** begin Dataset rows **

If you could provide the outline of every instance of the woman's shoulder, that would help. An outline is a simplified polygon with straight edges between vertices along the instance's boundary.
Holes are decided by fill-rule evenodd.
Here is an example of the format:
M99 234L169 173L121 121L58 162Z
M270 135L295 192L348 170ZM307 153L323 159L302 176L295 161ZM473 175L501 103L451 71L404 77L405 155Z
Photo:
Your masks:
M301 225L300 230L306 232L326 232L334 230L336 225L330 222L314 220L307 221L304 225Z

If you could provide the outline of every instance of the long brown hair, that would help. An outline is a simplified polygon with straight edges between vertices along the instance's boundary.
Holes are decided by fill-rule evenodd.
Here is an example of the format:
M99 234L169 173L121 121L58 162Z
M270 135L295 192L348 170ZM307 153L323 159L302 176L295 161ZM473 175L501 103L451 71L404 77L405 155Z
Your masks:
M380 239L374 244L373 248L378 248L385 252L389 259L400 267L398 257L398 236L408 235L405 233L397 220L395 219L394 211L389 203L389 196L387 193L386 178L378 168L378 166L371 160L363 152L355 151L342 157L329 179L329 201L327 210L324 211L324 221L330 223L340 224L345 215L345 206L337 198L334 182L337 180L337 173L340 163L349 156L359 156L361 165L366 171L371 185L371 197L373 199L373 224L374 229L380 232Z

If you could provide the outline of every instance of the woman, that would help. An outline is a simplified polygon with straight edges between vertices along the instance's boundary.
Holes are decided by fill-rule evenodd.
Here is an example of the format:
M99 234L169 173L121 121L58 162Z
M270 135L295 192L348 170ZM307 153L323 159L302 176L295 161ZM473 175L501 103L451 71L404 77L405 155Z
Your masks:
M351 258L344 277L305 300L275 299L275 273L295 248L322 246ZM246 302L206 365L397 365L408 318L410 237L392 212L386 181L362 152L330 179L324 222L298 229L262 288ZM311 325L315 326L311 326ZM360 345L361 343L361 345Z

** end Dataset rows **

Your goal
Please format the lines above as a Markdown table with the columns "No." and "Line text", one row per line, skipping the blank lines.

Solution to this exercise
| No. | Line text |
|---|---|
| 1 | If you could provide the outline of every instance of the woman's shoulder, that would help. An outline is a simplified polygon with straight edges between vertices along the instance's boundary. |
| 2 | Holes are decided by fill-rule evenodd. |
| 3 | Here is an example of the format: |
| 4 | M99 234L169 173L121 121L58 162Z |
| 5 | M270 135L295 192L348 170ZM307 153L323 159L302 176L295 161ZM473 175L501 103L451 71L404 77L405 155Z |
| 6 | Photo: |
| 7 | Your masks: |
| 8 | M301 225L300 230L306 232L326 232L334 230L336 225L330 222L314 220L307 221L304 225Z |
| 9 | If you could provide the outline of every instance of the long brown hair, that would help. An outline is a simplified polygon with straight edges between vertices along the instance's boundary. |
| 10 | Holes are decided by fill-rule evenodd. |
| 11 | Here is an example of the format: |
| 12 | M99 234L169 173L121 121L58 162Z |
| 13 | M270 135L295 192L348 170ZM307 153L323 159L302 176L295 161ZM473 175L501 103L451 71L404 77L405 155Z |
| 14 | Your masks: |
| 15 | M380 239L374 244L373 248L378 248L385 252L389 259L400 267L398 257L398 236L408 235L405 233L397 220L395 219L394 211L389 203L389 196L387 193L386 178L378 168L378 166L371 160L363 152L355 151L342 157L329 179L329 201L327 210L324 211L324 221L330 223L340 224L345 215L345 206L337 198L334 182L337 180L337 173L340 163L349 156L359 156L361 165L366 171L371 185L371 197L373 199L373 224L374 229L380 232Z |
| 16 | If you could provide the outline of every instance of the woman, that would help. An outline is a simplified polygon with straight edges between vertices along the instance's boundary. |
| 17 | Holes are decided by fill-rule evenodd. |
| 18 | Here is an example of the format: |
| 19 | M99 234L169 173L121 121L58 162Z |
| 20 | M270 135L295 192L348 170ZM307 153L323 159L302 176L295 161ZM473 175L501 103L451 71L404 77L405 155Z |
| 21 | Your masks: |
| 22 | M351 258L344 277L305 300L275 299L275 273L295 248L322 246ZM246 302L206 365L397 365L408 318L410 237L392 212L386 181L362 152L330 179L324 222L298 229L262 288ZM311 325L315 326L311 326ZM360 345L361 343L361 345Z |